— Begin DATA FOR THIS TASK —

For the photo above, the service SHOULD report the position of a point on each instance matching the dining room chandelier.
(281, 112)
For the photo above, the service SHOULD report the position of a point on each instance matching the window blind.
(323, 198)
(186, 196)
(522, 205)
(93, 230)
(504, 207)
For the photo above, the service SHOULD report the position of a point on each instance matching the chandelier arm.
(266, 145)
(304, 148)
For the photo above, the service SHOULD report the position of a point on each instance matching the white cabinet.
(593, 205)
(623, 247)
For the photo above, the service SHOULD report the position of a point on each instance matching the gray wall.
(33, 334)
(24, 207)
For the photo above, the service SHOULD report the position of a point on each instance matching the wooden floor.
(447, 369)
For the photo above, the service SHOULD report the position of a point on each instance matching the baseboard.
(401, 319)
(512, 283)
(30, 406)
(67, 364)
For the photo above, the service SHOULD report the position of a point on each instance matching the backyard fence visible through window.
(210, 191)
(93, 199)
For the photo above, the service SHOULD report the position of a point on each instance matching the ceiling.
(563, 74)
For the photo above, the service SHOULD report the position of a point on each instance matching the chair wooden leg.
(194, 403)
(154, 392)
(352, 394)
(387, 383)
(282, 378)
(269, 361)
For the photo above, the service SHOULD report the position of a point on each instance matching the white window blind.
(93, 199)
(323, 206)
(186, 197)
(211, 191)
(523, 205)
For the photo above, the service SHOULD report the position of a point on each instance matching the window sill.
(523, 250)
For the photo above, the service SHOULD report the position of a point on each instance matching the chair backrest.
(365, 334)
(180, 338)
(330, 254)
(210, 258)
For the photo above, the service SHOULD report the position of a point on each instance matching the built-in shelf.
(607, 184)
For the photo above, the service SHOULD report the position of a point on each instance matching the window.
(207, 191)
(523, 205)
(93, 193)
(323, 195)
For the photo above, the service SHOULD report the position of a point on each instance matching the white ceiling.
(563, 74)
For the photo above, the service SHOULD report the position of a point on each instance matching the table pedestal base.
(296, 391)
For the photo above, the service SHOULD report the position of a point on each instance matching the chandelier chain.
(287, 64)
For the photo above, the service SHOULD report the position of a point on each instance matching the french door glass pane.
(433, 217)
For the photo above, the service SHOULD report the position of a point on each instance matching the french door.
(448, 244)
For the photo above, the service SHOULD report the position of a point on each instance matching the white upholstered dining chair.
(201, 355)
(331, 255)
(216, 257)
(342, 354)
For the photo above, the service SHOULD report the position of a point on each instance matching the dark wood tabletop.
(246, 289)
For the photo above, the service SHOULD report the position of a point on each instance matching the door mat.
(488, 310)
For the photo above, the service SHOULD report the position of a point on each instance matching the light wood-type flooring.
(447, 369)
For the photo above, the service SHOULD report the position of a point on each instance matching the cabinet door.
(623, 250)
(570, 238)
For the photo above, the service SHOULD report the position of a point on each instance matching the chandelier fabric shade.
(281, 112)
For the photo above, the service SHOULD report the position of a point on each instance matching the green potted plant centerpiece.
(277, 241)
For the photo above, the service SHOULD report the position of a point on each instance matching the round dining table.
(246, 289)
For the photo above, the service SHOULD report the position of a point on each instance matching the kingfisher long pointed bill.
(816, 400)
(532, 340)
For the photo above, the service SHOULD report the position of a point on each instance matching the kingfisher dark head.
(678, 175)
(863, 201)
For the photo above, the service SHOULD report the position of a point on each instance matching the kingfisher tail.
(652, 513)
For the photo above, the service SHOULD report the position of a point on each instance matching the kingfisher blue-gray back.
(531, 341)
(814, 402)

— End DATA FOR THIS TASK —

OBJECTIVE - Copy out every line from the one containing "light wood-type flooring." to the end of the material, both ends included.

ANSWER TO THIS PROBLEM -
For the photo above, the service SHOULD report the position of a point on each instance matching the light wood-type flooring.
(447, 369)
For the photo above, the service SHOULD report the position of a point on each instance matching the cabinet door.
(623, 250)
(570, 238)
For the photo above, the service SHOULD report the position of a point on each instance matching the chandelier fabric shade.
(281, 112)
For the photo above, the service SHOULD report the position of a point on each instance matching the green potted plant centerpiece.
(277, 241)
For the photo above, the service SHOULD report the position of a point on each instance matching the round dining table.
(246, 289)
For the photo above, the service SHOULD report the position of a point on each instance matching the kingfisher long pointed bill.
(816, 400)
(532, 340)
For the photo above, the service SHOULD report the position of a point on each instance matching the kingfisher dark head.
(678, 175)
(863, 201)
For the photo above, the service SHOULD report the position of a point on each instance matching the kingfisher tail.
(652, 513)
For the photo above, the service SHOULD report the position of a point on each instance matching the kingfisher blue-gray back.
(531, 341)
(814, 402)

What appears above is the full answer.